EXERCISE GOAL
Count how many lines in the records below contain the word "wheel", matching case exactly, and give only the number.

---------- ENTRIES SHOWN ----------

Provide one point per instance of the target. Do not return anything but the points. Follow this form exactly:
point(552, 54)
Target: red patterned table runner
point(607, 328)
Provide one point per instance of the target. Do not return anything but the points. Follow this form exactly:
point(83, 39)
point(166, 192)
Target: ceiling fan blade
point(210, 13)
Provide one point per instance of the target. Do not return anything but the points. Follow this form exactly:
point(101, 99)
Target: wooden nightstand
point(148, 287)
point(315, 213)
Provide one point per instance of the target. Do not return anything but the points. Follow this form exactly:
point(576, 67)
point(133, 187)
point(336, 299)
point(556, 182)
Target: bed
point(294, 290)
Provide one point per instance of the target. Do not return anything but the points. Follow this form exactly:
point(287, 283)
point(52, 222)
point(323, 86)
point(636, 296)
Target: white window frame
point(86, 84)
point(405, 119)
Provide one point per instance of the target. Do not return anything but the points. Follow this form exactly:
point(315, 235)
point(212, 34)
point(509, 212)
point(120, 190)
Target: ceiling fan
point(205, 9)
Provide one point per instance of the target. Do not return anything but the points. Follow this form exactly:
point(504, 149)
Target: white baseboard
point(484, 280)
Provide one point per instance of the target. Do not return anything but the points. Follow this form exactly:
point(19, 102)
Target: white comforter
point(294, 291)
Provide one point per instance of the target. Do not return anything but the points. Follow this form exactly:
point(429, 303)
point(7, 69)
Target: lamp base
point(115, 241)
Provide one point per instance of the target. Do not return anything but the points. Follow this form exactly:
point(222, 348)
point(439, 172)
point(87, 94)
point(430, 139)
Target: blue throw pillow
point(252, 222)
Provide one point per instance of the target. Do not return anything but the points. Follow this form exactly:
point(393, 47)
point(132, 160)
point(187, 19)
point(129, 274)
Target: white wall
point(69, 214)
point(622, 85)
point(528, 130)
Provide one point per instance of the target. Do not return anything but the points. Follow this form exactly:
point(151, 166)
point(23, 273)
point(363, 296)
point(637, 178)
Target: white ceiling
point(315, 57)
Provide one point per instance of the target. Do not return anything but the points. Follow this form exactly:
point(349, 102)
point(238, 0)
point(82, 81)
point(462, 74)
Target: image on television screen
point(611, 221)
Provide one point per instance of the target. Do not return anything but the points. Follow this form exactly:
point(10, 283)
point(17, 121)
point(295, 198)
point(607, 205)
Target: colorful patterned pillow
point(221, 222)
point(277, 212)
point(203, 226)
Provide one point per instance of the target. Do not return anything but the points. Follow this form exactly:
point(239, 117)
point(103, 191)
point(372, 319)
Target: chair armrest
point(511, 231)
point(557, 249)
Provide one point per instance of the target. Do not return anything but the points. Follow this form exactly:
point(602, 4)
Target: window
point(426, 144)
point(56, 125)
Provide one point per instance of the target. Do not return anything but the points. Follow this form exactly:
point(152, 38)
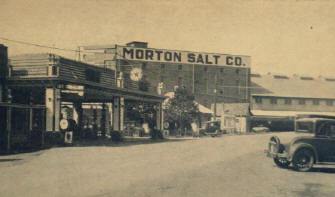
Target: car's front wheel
point(303, 160)
point(281, 162)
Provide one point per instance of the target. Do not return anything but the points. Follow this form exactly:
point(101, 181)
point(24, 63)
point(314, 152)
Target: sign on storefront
point(182, 57)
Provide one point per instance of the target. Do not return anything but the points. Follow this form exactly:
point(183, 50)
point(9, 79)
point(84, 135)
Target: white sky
point(280, 36)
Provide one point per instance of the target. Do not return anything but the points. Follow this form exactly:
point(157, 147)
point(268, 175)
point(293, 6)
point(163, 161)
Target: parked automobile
point(260, 129)
point(315, 144)
point(211, 128)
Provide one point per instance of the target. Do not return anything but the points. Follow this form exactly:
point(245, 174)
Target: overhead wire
point(130, 63)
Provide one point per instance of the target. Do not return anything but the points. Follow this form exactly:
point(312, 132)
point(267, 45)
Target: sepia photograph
point(151, 98)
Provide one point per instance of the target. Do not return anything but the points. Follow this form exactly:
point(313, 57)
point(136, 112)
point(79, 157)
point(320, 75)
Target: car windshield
point(305, 127)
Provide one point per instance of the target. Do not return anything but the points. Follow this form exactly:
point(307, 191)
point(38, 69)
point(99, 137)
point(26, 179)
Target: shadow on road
point(9, 160)
point(127, 142)
point(330, 170)
point(323, 170)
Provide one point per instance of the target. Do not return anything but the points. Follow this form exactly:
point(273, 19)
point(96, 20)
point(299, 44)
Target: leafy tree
point(182, 110)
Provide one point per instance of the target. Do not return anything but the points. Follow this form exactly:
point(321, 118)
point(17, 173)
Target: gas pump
point(67, 127)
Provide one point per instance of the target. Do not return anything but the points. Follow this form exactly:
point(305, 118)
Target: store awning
point(287, 113)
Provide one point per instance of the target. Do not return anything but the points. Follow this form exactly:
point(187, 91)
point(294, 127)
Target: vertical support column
point(159, 117)
point(109, 118)
point(78, 115)
point(118, 114)
point(52, 103)
point(103, 120)
point(9, 127)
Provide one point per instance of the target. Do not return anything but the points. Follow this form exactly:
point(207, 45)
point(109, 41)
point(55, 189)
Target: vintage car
point(313, 144)
point(211, 128)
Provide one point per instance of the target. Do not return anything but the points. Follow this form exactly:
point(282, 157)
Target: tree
point(182, 109)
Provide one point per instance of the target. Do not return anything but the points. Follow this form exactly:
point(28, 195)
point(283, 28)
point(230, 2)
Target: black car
point(315, 144)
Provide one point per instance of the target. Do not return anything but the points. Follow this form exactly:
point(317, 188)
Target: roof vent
point(280, 77)
point(330, 79)
point(306, 78)
point(255, 75)
point(137, 44)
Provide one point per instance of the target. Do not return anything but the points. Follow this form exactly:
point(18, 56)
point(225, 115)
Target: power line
point(38, 45)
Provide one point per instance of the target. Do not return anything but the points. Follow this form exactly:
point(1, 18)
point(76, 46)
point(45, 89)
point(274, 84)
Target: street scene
point(227, 166)
point(167, 98)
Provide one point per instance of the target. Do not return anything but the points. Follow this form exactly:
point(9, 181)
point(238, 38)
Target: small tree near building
point(181, 110)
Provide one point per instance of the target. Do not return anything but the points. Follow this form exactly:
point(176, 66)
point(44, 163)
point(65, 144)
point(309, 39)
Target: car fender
point(296, 147)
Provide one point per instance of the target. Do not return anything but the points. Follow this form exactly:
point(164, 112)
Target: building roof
point(292, 86)
point(288, 113)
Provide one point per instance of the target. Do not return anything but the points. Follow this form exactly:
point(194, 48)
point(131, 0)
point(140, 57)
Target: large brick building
point(212, 77)
point(282, 95)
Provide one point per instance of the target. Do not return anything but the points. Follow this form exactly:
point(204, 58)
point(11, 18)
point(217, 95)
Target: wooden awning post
point(78, 114)
point(118, 113)
point(159, 117)
point(52, 104)
point(9, 127)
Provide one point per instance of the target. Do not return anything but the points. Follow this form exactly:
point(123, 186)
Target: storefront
point(68, 89)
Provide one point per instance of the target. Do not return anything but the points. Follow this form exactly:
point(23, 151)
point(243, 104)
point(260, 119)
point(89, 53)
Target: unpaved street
point(226, 166)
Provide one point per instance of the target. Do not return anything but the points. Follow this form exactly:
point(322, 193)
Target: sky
point(281, 36)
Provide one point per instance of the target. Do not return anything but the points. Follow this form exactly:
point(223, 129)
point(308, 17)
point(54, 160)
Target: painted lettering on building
point(182, 57)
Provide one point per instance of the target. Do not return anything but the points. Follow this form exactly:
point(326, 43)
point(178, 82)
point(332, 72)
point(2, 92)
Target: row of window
point(180, 67)
point(288, 101)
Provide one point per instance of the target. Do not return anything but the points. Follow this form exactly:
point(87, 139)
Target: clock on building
point(136, 74)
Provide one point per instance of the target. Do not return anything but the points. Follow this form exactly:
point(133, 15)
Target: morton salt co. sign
point(183, 57)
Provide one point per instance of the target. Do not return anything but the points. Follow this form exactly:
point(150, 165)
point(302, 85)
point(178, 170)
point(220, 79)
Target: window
point(273, 101)
point(205, 68)
point(288, 101)
point(92, 75)
point(302, 101)
point(144, 66)
point(258, 100)
point(180, 81)
point(329, 102)
point(332, 131)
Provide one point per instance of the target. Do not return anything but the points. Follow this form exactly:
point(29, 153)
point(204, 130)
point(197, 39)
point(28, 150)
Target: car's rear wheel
point(303, 160)
point(281, 162)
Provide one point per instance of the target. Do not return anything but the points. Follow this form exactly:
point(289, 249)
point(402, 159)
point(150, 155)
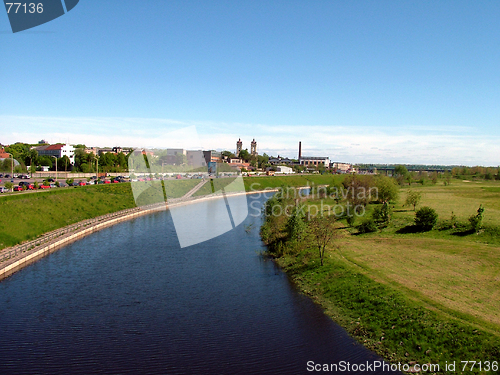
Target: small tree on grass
point(413, 198)
point(476, 221)
point(323, 231)
point(382, 214)
point(426, 218)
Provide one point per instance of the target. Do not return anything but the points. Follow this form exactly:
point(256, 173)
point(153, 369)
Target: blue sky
point(359, 81)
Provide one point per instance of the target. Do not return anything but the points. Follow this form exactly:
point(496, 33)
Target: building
point(253, 148)
point(3, 154)
point(196, 158)
point(281, 161)
point(239, 147)
point(341, 167)
point(58, 150)
point(212, 156)
point(315, 161)
point(91, 150)
point(113, 150)
point(284, 170)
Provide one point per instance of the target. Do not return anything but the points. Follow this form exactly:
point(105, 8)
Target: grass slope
point(26, 216)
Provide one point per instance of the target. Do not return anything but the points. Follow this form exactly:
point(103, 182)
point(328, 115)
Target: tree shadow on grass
point(463, 233)
point(412, 229)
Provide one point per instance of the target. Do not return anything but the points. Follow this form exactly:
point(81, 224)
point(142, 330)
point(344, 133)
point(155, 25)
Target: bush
point(476, 221)
point(426, 218)
point(350, 219)
point(382, 214)
point(367, 226)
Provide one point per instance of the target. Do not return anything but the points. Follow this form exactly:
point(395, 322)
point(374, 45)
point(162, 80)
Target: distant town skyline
point(343, 144)
point(359, 82)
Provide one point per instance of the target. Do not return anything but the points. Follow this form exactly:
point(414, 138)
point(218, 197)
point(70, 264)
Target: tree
point(476, 221)
point(400, 170)
point(382, 214)
point(296, 225)
point(387, 189)
point(323, 231)
point(426, 218)
point(63, 163)
point(413, 198)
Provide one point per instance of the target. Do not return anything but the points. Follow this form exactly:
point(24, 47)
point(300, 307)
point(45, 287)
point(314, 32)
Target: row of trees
point(26, 156)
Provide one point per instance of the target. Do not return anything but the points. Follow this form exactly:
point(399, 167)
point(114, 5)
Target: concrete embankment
point(14, 258)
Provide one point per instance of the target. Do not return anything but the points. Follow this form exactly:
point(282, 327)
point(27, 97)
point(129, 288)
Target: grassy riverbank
point(410, 295)
point(26, 216)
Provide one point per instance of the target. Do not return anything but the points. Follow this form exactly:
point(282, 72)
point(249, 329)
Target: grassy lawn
point(26, 216)
point(454, 270)
point(431, 296)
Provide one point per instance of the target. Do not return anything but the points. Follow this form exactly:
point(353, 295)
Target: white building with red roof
point(58, 150)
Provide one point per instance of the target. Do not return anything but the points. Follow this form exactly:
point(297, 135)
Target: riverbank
point(16, 257)
point(410, 296)
point(384, 319)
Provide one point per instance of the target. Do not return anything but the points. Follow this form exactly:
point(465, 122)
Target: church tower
point(239, 146)
point(253, 148)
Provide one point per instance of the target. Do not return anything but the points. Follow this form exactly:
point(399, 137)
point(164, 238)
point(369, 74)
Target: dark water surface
point(129, 300)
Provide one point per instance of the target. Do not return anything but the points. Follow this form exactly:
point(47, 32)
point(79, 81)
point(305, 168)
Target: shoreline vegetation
point(414, 294)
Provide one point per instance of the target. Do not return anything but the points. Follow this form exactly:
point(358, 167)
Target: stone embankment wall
point(14, 258)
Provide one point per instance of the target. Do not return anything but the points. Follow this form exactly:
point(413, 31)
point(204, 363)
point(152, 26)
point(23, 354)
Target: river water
point(130, 300)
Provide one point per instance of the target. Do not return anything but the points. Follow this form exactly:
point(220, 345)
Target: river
point(130, 300)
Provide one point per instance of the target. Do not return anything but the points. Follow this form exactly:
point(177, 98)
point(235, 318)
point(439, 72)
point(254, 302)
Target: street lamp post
point(11, 165)
point(56, 165)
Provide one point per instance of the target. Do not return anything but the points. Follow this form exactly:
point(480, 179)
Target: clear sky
point(359, 81)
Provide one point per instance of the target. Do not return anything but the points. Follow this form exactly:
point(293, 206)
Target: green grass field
point(409, 295)
point(28, 215)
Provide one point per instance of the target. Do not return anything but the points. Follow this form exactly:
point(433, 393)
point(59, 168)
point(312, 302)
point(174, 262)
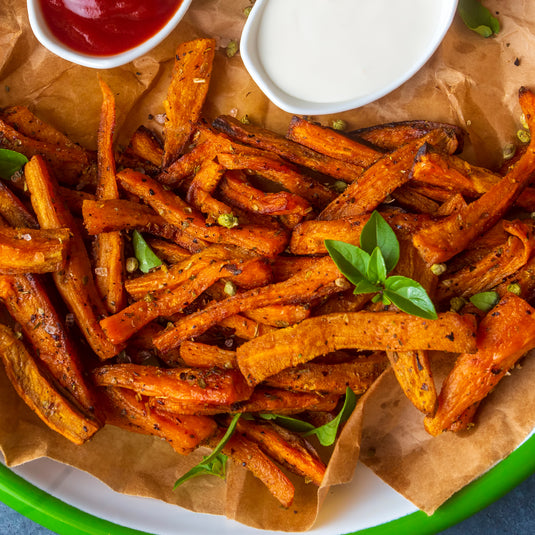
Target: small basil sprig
point(215, 463)
point(367, 268)
point(11, 162)
point(144, 254)
point(326, 433)
point(478, 18)
point(485, 301)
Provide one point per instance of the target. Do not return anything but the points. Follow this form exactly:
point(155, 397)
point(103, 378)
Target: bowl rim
point(299, 106)
point(48, 40)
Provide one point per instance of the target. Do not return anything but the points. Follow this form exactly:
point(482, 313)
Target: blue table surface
point(513, 514)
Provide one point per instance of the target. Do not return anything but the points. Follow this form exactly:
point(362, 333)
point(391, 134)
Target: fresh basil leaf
point(409, 296)
point(214, 463)
point(478, 18)
point(146, 257)
point(293, 424)
point(376, 268)
point(327, 433)
point(349, 259)
point(378, 233)
point(366, 287)
point(485, 300)
point(11, 162)
point(214, 467)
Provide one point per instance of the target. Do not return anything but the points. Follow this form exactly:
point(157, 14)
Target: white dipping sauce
point(336, 50)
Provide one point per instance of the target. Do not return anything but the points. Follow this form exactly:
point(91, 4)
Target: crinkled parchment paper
point(470, 81)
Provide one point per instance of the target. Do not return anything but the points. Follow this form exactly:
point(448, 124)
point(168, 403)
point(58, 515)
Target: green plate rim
point(64, 519)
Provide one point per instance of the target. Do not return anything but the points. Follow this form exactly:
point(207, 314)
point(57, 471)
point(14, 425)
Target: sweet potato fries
point(245, 313)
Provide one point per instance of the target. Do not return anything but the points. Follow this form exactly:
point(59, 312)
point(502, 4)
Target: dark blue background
point(514, 514)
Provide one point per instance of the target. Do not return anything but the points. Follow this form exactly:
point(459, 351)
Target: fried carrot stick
point(331, 143)
point(265, 241)
point(109, 246)
point(28, 304)
point(263, 399)
point(289, 150)
point(444, 239)
point(381, 179)
point(501, 262)
point(248, 454)
point(277, 170)
point(128, 410)
point(75, 283)
point(186, 94)
point(40, 394)
point(314, 282)
point(504, 335)
point(182, 384)
point(121, 214)
point(27, 250)
point(391, 331)
point(285, 447)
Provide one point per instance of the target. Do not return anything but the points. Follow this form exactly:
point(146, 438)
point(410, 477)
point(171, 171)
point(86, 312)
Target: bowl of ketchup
point(103, 34)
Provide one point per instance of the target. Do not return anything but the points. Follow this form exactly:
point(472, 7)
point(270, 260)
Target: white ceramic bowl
point(251, 56)
point(48, 40)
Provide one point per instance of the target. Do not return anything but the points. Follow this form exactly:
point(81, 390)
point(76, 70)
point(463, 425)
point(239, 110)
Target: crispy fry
point(167, 251)
point(201, 188)
point(181, 384)
point(244, 327)
point(501, 262)
point(381, 179)
point(241, 193)
point(505, 334)
point(283, 173)
point(120, 214)
point(263, 399)
point(413, 373)
point(27, 250)
point(109, 246)
point(289, 150)
point(452, 173)
point(249, 455)
point(127, 410)
point(391, 136)
point(186, 94)
point(378, 331)
point(39, 393)
point(267, 242)
point(28, 304)
point(357, 374)
point(279, 315)
point(13, 211)
point(285, 447)
point(145, 145)
point(121, 326)
point(71, 164)
point(441, 241)
point(75, 283)
point(309, 237)
point(315, 282)
point(198, 355)
point(331, 143)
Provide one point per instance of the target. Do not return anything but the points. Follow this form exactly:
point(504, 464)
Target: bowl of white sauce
point(314, 57)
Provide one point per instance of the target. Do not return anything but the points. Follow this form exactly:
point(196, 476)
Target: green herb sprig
point(326, 433)
point(11, 162)
point(485, 301)
point(478, 18)
point(215, 463)
point(144, 254)
point(367, 267)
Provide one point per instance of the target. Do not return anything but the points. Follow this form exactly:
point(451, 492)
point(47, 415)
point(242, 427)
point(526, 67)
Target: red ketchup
point(105, 27)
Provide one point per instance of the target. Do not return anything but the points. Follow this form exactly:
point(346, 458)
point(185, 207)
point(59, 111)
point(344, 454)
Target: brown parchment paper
point(470, 81)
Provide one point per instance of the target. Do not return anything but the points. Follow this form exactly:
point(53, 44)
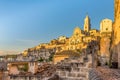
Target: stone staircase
point(74, 68)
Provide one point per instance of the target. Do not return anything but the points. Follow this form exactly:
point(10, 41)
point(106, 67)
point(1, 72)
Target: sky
point(27, 23)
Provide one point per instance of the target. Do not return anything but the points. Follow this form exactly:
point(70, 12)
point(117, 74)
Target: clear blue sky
point(26, 23)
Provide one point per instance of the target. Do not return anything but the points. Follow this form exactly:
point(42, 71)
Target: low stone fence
point(73, 71)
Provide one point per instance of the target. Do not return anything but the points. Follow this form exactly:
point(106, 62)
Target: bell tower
point(116, 26)
point(116, 34)
point(87, 24)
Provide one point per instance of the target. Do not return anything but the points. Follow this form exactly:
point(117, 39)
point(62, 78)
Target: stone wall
point(93, 75)
point(73, 69)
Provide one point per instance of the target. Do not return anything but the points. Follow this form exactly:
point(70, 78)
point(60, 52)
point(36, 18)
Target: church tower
point(87, 24)
point(116, 34)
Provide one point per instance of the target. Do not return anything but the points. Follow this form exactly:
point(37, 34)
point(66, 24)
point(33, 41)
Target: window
point(106, 29)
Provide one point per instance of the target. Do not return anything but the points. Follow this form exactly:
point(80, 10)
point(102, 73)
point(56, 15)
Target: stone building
point(105, 39)
point(115, 49)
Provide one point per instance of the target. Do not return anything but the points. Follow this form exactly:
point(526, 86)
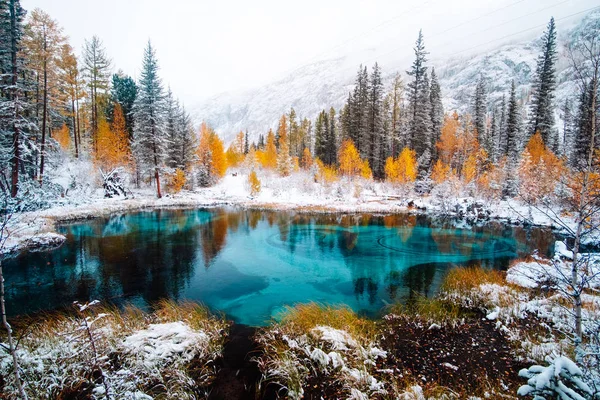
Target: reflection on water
point(249, 264)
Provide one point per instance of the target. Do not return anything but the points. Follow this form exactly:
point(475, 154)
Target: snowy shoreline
point(37, 229)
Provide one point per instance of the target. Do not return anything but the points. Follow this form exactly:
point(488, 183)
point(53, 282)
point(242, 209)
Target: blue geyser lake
point(251, 264)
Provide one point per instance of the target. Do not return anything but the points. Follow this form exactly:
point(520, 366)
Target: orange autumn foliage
point(539, 170)
point(349, 159)
point(176, 181)
point(210, 152)
point(63, 137)
point(440, 172)
point(306, 161)
point(113, 142)
point(403, 169)
point(269, 156)
point(457, 142)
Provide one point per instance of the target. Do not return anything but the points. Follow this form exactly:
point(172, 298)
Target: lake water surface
point(250, 264)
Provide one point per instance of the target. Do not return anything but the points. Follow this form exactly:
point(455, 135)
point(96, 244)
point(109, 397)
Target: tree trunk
point(77, 114)
point(75, 127)
point(11, 345)
point(15, 98)
point(44, 116)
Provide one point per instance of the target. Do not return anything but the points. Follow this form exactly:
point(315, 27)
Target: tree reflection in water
point(250, 263)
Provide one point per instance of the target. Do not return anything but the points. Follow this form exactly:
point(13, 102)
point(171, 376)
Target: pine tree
point(437, 112)
point(584, 128)
point(284, 161)
point(513, 125)
point(415, 87)
point(542, 108)
point(479, 113)
point(568, 136)
point(294, 134)
point(14, 104)
point(149, 109)
point(96, 67)
point(502, 140)
point(124, 92)
point(424, 128)
point(357, 109)
point(322, 137)
point(331, 147)
point(396, 96)
point(493, 136)
point(71, 86)
point(419, 106)
point(180, 134)
point(43, 41)
point(372, 136)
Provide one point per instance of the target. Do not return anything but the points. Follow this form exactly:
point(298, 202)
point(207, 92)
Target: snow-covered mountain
point(324, 84)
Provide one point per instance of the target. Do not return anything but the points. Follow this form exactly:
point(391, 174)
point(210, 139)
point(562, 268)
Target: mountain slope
point(325, 84)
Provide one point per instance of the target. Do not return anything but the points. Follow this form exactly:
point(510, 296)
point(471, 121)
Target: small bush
point(176, 181)
point(254, 183)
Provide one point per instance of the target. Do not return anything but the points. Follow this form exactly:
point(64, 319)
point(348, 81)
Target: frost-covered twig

----------

CORRECT RESPONSE
2